| Work request |
Please print every line of the material below exactly.

| Data for review |
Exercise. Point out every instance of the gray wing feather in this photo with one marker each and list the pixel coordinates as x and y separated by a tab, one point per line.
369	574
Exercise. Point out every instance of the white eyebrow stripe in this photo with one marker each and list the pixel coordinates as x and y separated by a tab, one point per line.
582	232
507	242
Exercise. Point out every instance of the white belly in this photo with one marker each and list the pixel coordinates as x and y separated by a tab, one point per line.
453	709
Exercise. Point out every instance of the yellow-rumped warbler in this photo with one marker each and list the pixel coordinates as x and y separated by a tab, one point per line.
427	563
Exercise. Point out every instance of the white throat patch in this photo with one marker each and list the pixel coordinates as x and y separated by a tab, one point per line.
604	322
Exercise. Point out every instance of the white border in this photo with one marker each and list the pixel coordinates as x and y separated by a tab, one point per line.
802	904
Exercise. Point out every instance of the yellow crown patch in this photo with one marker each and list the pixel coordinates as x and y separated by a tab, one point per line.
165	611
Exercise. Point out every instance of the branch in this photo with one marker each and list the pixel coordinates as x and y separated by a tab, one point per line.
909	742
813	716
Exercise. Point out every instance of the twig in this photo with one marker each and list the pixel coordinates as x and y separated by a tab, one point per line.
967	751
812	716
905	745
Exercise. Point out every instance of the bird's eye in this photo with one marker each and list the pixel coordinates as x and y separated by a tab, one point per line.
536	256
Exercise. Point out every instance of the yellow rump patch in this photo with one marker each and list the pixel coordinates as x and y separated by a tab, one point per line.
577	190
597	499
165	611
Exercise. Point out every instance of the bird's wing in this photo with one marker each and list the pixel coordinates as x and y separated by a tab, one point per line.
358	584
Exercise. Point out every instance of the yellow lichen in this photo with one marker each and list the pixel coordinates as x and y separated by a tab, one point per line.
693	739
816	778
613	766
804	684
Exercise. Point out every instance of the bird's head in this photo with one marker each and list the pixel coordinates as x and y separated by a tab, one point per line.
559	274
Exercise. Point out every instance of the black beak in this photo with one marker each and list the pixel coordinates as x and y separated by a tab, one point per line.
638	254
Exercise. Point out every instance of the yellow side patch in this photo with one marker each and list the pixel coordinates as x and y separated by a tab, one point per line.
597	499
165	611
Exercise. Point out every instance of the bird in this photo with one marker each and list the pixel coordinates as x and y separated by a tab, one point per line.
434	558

| The answer |
Exercise. Point out every instance of the gray wing feather in this photo with one marker each and list the pixel coordinates as x and y separated by a tab, one point per line.
369	574
Exercise. Point out every instance of the white eyebrow stripe in this photo with one marker each and list the pixel coordinates as x and y separated by a tab, one point per line.
582	232
507	242
Exercise. Point out every instance of the white belly in this photo with one marker each and list the pixel coordinates as x and y separated by a tab, one point per line.
453	709
Exercise. Point out every instance of the yellow-rumped warbler in this photo with one marker each and list the pixel coordinates as x and y separated by a tab, one point per line.
427	563
Exercise. Point out every instance of the white throat patch in this photo with one marker each and list the pixel coordinates as x and y separated by a tab, one point per line.
604	322
Exercise. Point out every instance of the white border in this photo with one marker each and list the pixel coordinates as x and y separated by a tab, one point per line.
802	904
Exercise. Point out every instance of the yellow crown patch in this photo with one marker each and list the pixel coordinates as x and y separated by a tab, one point per line.
165	611
Exercise. Point out every instance of the branch in this photo with one marker each and list the pixel coordinates as x and y separated by a tab, one point per line.
909	742
813	716
Exercise. Point out every instance of the twig in this photo with one marker each and list the pixel coordinates as x and y separated by a tab, one point per line.
967	751
812	716
905	745
Exercise. Point out every instance of the bird's eye in this photo with one marker each and list the pixel coordinates as x and y separated by a tab, one point per line.
536	256
Exercise. Point out every instance of the yellow rump patch in this photo with one marker each and list the pixel coordinates as x and y separated by a tab, one point per line.
577	190
597	499
165	611
Exercise. Point out every instance of the bird's wing in this photo with one marker each and list the pixel coordinates as x and y separated by a tab, one point per line.
358	584
Exercise. Point out every instance of the yellow lichen in this photo with one marker each and list the pixel coordinates as x and y separated by a tab, one point per line.
693	739
816	778
613	766
804	684
Exercise. Point out every instance of the bird's head in this photo with one marker each and list the pixel coordinates as x and y separated by a tab, one point per line.
559	274
Exercise. Point out every instance of the black beak in this photo with one marker each and list the pixel coordinates as x and y separated by a tab, one point per line.
638	254
Exercise. Point out every instance of the yellow side patch in this photo with one marker each and list the pixel coordinates as x and y separated by a tab, one point per line.
597	499
165	611
Exercise. Point out every instance of the bird in this photo with one marker each and list the pixel coordinates as x and y separated by a tab, one point per line.
434	558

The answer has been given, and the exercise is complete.